== TASK OBJECTIVE ==
Transcribe every entry word for word, but drop the pictures.

== PROVIDED ENTRIES ==
* * * * * * *

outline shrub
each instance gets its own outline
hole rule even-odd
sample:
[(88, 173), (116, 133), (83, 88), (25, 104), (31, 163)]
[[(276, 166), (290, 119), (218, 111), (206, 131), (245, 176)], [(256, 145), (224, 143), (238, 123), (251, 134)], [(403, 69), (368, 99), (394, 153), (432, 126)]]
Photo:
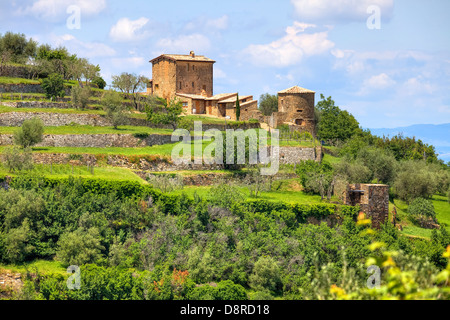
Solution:
[(52, 73), (48, 78), (45, 78), (41, 87), (48, 99), (64, 97), (66, 94), (63, 77), (58, 73)]
[(103, 249), (99, 237), (97, 228), (65, 233), (58, 241), (56, 257), (67, 266), (97, 262)]
[(14, 143), (28, 148), (44, 139), (44, 124), (41, 119), (25, 120), (22, 127), (14, 133)]
[(408, 160), (401, 164), (394, 182), (395, 194), (404, 201), (415, 198), (431, 198), (436, 190), (436, 181), (425, 161)]
[(20, 150), (17, 146), (6, 148), (3, 163), (9, 172), (31, 170), (33, 168), (31, 150), (29, 148)]
[(94, 79), (92, 79), (91, 83), (95, 84), (99, 89), (104, 89), (106, 87), (106, 81), (103, 80), (102, 77), (94, 77)]
[(272, 257), (260, 257), (249, 277), (249, 285), (256, 291), (281, 289), (280, 268)]
[(78, 86), (72, 87), (72, 104), (77, 109), (85, 109), (89, 103), (91, 97), (91, 89), (89, 87), (80, 88)]
[(416, 217), (429, 217), (436, 218), (436, 212), (434, 211), (433, 203), (430, 200), (425, 200), (423, 198), (416, 198), (408, 206), (408, 213)]

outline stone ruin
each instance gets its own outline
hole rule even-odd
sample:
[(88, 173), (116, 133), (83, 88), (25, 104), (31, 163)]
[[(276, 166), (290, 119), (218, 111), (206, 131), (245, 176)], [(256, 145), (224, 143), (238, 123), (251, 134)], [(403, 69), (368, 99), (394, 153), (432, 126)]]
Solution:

* * * * * * *

== RESULT ==
outline shrub
each instance gets its own outline
hole rule even-odd
sample:
[(88, 173), (116, 133), (83, 88), (25, 104), (31, 163)]
[[(276, 166), (290, 119), (218, 111), (206, 131), (245, 176)], [(256, 145), (224, 143), (238, 123), (251, 134)], [(403, 69), (368, 99), (394, 153), (432, 126)]]
Photo:
Solution:
[(52, 73), (48, 78), (45, 78), (41, 87), (48, 99), (64, 97), (66, 94), (63, 77), (58, 73)]
[(103, 249), (99, 237), (97, 228), (65, 233), (58, 241), (56, 257), (67, 266), (97, 262)]
[(14, 143), (28, 148), (44, 139), (44, 124), (41, 119), (25, 120), (22, 127), (14, 133)]
[(408, 160), (401, 164), (394, 182), (395, 194), (404, 201), (415, 198), (431, 198), (436, 190), (436, 181), (425, 161)]
[(20, 150), (17, 146), (6, 148), (3, 163), (9, 172), (31, 170), (33, 168), (31, 150), (29, 148)]
[(94, 79), (92, 79), (91, 83), (95, 84), (99, 89), (104, 89), (106, 87), (106, 81), (103, 80), (102, 77), (94, 77)]
[(272, 257), (260, 257), (249, 277), (249, 285), (256, 291), (281, 289), (280, 268)]
[(78, 86), (72, 87), (72, 104), (77, 109), (85, 109), (89, 103), (91, 97), (91, 89), (89, 87), (80, 88)]
[(416, 217), (429, 217), (436, 218), (436, 212), (434, 211), (433, 203), (430, 200), (425, 200), (423, 198), (416, 198), (408, 206), (408, 213)]

outline stone ruin
each instance gets its own outline
hole rule even-odd
sample:
[(88, 173), (116, 133), (83, 88), (25, 104), (31, 163)]
[[(276, 166), (290, 119), (218, 111), (206, 131), (245, 176)], [(256, 145), (224, 143), (238, 123), (251, 134)], [(403, 69), (368, 99), (394, 153), (432, 126)]]
Solution:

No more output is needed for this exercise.